_作業内容_.
- a) 本文の「7年前の新市長就任とともに「」から「格的な働き方改革に着手した。」までを、両端を含めてそのまま書き写してください。
- b) 本文によると、四條畷市が「働き方改革セミナー」を実施したのはなぜですか。1〜3文で説明してください。
- c) 本文によれば、東 修平さんは市長就任当時に何歳でしたか？

7年前の新市長就任とともに「日本一前向きな市役所」を目標に掲げた大阪府四條畷市。働き方改革の推進にあたり、エンゲージメントを指標とすることで職員のやりがいとの両立に成功したという。取り組みの内容を担当者に聞いた。
※所属およびインタビュー内容は、取材当時のものです。
Interviewee
四條畷市 総務部人事課
左:課長 溝口 直幸(みぞぐち なおゆき)さん
右:稲葉 小里渚(いなば さりな)さん
“労働時間革命”に向けて庁内にモデル部署を選定。
平成29年1月、同市の新しい市長に東 修平さんが就任した。当時28歳で現役首長としては最年少ということが注目され、メディアでも話題に。その東市長が就任後に掲げた目標の1つが「四條畷市を日本一前向きな市役所にする」というものだった。同時に、「労働時間革命自治体宣言」も行われ、こうした動きに変化の予感がしたと溝口さんは語る。
「前を向いて進んでいくという気概が、その時の環境にマッチしていました。おのずと職員の中にも浸透していったのです」。
当時の同市は、職員数の減少や、多様化する市民ニーズへの対応といった課題をはじめ、財政の面でも大きな問題を抱えていた。「とにかく削ることが優先。限られたリソースで職員も疲弊し、やりがいを感じる余裕を失くしていました」。これらの困難を乗り越え、市民サービスをより高めていくために、本格的な働き方改革に着手した。
まずは、市の方針を市民に理解してもらうために市長や民間の有識者が登壇する「働き方改革セミナー」を実施。庁内では課長・課長代理級の職員を対象に指導者養成研修を行い、さらに4つの課をモデル課として選出し、改革に向けた具体的な取り組みを始めていった。

_提供データ_.
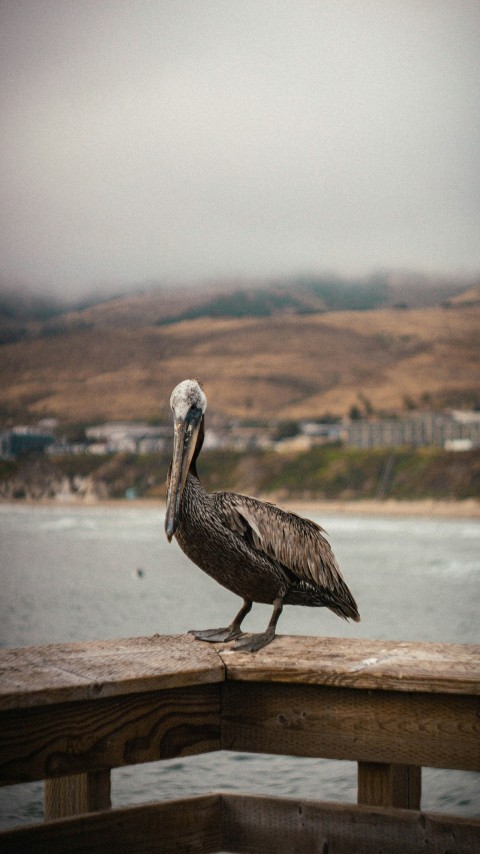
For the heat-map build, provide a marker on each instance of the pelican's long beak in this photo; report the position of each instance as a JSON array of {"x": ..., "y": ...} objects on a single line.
[{"x": 186, "y": 431}]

_解答_.
- a)
7年前の新市長就任とともに「日本一前向きな市役所」を目標に掲げた大阪府四條畷市。働き方改革の推進にあたり、エンゲージメントを指標とすることで職員のやりがいとの両立に成功したという。取り組みの内容を担当者に聞いた。
※所属およびインタビュー内容は、取材当時のものです。
Interviewee
四條畷市 総務部人事課
左:課長 溝口 直幸(みぞぐち なおゆき)さん
右:稲葉 小里渚(いなば さりな)さん
“労働時間革命”に向けて庁内にモデル部署を選定。
平成29年1月、同市の新しい市長に東 修平さんが就任した。当時28歳で現役首長としては最年少ということが注目され、メディアでも話題に。その東市長が就任後に掲げた目標の1つが「四條畷市を日本一前向きな市役所にする」というものだった。同時に、「労働時間革命自治体宣言」も行われ、こうした動きに変化の予感がしたと溝口さんは語る。
「前を向いて進んでいくという気概が、その時の環境にマッチしていました。おのずと職員の中にも浸透していったのです」。
当時の同市は、職員数の減少や、多様化する市民ニーズへの対応といった課題をはじめ、財政の面でも大きな問題を抱えていた。「とにかく削ることが優先。限られたリソースで職員も疲弊し、やりがいを感じる余裕を失くしていました」。これらの困難を乗り越え、市民サービスをより高めていくために、本格的な働き方改革に着手した。

- b) 市の方針を市民に理解してもらうためです。セミナーでは市長や民間の有識者が登壇しました。

- c) 28歳でした。